* Required work
Recast the lines below as a Markdown table with two columns, Number and Line, giving each line its own numbered row and leaving out any blank lines.

[Point-based annotation data]
■ ■ ■ ■

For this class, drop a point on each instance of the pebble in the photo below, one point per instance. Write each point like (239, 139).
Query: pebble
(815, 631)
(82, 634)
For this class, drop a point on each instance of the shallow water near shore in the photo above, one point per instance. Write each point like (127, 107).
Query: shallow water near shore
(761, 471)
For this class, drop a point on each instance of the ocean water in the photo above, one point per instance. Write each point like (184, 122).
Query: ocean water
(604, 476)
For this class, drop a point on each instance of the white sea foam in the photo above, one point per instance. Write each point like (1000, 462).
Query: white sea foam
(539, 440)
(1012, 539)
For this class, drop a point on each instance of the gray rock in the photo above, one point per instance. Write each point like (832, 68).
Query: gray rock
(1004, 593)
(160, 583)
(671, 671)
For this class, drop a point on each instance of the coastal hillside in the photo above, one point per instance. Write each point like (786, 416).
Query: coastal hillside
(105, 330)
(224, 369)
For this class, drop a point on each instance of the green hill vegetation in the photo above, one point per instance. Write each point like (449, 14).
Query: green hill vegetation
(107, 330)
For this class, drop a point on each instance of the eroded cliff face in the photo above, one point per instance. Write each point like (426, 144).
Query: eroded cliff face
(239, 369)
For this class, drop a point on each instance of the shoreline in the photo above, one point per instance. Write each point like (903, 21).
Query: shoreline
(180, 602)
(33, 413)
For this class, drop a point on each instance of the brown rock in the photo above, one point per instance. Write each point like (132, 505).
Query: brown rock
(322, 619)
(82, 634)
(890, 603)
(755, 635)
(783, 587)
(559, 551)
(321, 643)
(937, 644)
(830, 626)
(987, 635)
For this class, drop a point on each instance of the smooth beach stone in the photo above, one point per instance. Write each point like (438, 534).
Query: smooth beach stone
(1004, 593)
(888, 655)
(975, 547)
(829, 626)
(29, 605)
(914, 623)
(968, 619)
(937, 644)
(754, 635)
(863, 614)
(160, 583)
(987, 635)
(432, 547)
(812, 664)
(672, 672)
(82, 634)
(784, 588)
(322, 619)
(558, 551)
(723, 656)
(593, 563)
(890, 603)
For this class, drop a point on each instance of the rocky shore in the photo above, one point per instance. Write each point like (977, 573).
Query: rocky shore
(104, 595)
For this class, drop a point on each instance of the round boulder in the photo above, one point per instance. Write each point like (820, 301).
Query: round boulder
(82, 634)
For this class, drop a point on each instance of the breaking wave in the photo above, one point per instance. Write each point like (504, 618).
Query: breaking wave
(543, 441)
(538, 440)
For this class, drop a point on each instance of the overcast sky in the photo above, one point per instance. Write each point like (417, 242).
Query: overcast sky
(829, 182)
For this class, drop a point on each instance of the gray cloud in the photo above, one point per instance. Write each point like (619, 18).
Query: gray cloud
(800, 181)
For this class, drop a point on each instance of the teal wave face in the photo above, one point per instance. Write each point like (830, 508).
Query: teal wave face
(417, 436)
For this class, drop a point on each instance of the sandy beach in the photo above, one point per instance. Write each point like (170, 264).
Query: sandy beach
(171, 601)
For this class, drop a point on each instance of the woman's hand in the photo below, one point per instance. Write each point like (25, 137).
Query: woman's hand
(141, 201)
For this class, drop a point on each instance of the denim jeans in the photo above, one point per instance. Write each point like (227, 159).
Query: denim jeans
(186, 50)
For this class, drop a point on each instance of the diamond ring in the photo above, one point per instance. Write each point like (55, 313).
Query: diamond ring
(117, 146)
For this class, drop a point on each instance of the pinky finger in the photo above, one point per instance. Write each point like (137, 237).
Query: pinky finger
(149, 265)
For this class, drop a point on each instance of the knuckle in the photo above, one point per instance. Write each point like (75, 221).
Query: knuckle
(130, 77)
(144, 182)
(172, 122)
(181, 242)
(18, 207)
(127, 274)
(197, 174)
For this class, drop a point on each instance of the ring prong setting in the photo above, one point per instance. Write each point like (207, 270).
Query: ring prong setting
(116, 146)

■ ■ ■ ■

* Reply
| Number | Line |
|---|---|
| 1 | For this class, drop a point on each instance of the pebble in the photo below, one point per instance. Write each point like (239, 139). |
| 2 | Query: pebble |
| 3 | (815, 631) |
| 4 | (82, 634) |
| 5 | For this class, drop a point on each instance of the shallow water near shore in the photo above, one point per instance. Write each point like (127, 107). |
| 6 | Query: shallow water near shore |
| 7 | (761, 471) |
| 8 | For this class, drop a point on each instance of the ocean water in the photo above, one point per instance. Write each point like (184, 122). |
| 9 | Query: ocean water |
| 10 | (604, 476) |
| 11 | For this class, drop a point on each instance of the white sea foam in the photo above, one point per instance. Write each point like (1000, 462). |
| 12 | Query: white sea foam |
| 13 | (539, 440) |
| 14 | (1012, 539) |
| 15 | For this class, drop a point on each instance of the gray rock in the photo above, one point per instance. Write each point like (832, 68). |
| 16 | Query: gray rock |
| 17 | (1004, 593) |
| 18 | (160, 583) |
| 19 | (671, 671) |
| 20 | For this class, drop a point on each instance of the coastal hillside in the photo above, one point per instance. Write each point like (786, 416). |
| 21 | Query: coastal hillside |
| 22 | (105, 330) |
| 23 | (224, 369) |
| 24 | For this class, drop a point on each instance of the green hill vegetation in the photo above, one point per instance. Write each point like (449, 14). |
| 25 | Query: green hill vegetation |
| 26 | (107, 330) |
| 27 | For this class, drop a point on each instance of the eroded cliff face in the photo above, one point per instance. Write each point like (426, 144). |
| 28 | Query: eroded cliff face |
| 29 | (239, 369) |
| 30 | For this class, drop a point on each instance of the shoreline in the photo above, one point per instance. Write each point like (903, 21). |
| 31 | Query: shoreline |
| 32 | (180, 602) |
| 33 | (33, 413) |
| 34 | For this class, drop a point on each instance of the brown rock in the photo above, one point per instance. Write each point like (132, 505). |
| 35 | Query: brown rock |
| 36 | (322, 619) |
| 37 | (82, 634) |
| 38 | (890, 603) |
| 39 | (755, 635) |
| 40 | (783, 587) |
| 41 | (559, 551) |
| 42 | (321, 643) |
| 43 | (937, 644) |
| 44 | (830, 626) |
| 45 | (987, 635) |
| 46 | For this class, drop a point on each instance of the smooth beach stone in the photo above, one point per instance. Write each point like (438, 534). |
| 47 | Query: smooth beach stone |
| 48 | (1004, 593) |
| 49 | (888, 655) |
| 50 | (975, 547) |
| 51 | (829, 626) |
| 52 | (29, 605) |
| 53 | (914, 623) |
| 54 | (968, 619) |
| 55 | (937, 644) |
| 56 | (754, 635) |
| 57 | (863, 614) |
| 58 | (160, 583) |
| 59 | (987, 635) |
| 60 | (432, 547) |
| 61 | (812, 664) |
| 62 | (672, 672) |
| 63 | (82, 634) |
| 64 | (784, 588) |
| 65 | (322, 619) |
| 66 | (558, 551) |
| 67 | (723, 656) |
| 68 | (593, 563) |
| 69 | (890, 603) |
| 70 | For this class, drop a point on each instance of the rocky shore in the photo above, one point per instance. Write each point like (977, 573). |
| 71 | Query: rocky shore |
| 72 | (104, 595) |
| 73 | For this class, drop a point on each instance of the round boulder in the photo above, one point per instance. Write each point like (820, 301). |
| 74 | Query: round boulder |
| 75 | (82, 634) |
| 76 | For this class, drop a point on each instance of the breaking wave in the photo above, one point per instance. Write each point like (504, 618). |
| 77 | Query: breaking wave |
| 78 | (543, 441) |
| 79 | (538, 440) |
| 80 | For this class, drop a point on each instance of the overcast sky in the photo above, one point per instance. Write each point like (417, 242). |
| 81 | Query: overcast sky |
| 82 | (829, 182) |
| 83 | For this class, drop a point on each instance of the gray cloud in the photo above, one point per instance. Write each point like (619, 18). |
| 84 | Query: gray cloud |
| 85 | (800, 181) |
| 86 | For this class, drop a point on each instance of the teal wave face in the photo above, one point per instance. Write each point like (830, 508). |
| 87 | Query: teal wave face |
| 88 | (417, 436) |
| 89 | For this class, drop a point on each instance of the sandy beach in the photo above, one point per instance. Write each point like (170, 264). |
| 90 | Query: sandy beach |
| 91 | (171, 601) |
| 92 | For this class, drop a point on each instance of the woman's hand in the photo below, one point per instance. Write each point like (25, 137). |
| 93 | Query: woman's hand |
| 94 | (141, 201) |
| 95 | For this class, drop a point on each instance of the denim jeans in the photo above, one point per instance. Write each point like (227, 159). |
| 96 | Query: denim jeans |
| 97 | (186, 50) |
| 98 | For this class, drop a point on each instance of the diamond ring in the photo above, one point per instance. Write each point like (55, 313). |
| 99 | Query: diamond ring |
| 100 | (117, 146) |
| 101 | For this class, drop a point on each instance of the pinky finger in the photo above, one point per instance. Write each point like (137, 237). |
| 102 | Query: pinky finger |
| 103 | (149, 265) |
| 104 | For this class, drop a point on each instance of the knuckle in the photo above, one point per instance. Write each point like (75, 221). |
| 105 | Query: knuckle |
| 106 | (130, 77) |
| 107 | (144, 182) |
| 108 | (172, 122) |
| 109 | (181, 242) |
| 110 | (18, 207) |
| 111 | (127, 274) |
| 112 | (197, 174) |
| 113 | For this class, drop a point on each instance of the ring prong setting in the photo above, one point per instance. Write each point like (207, 270). |
| 114 | Query: ring prong setting |
| 115 | (116, 146) |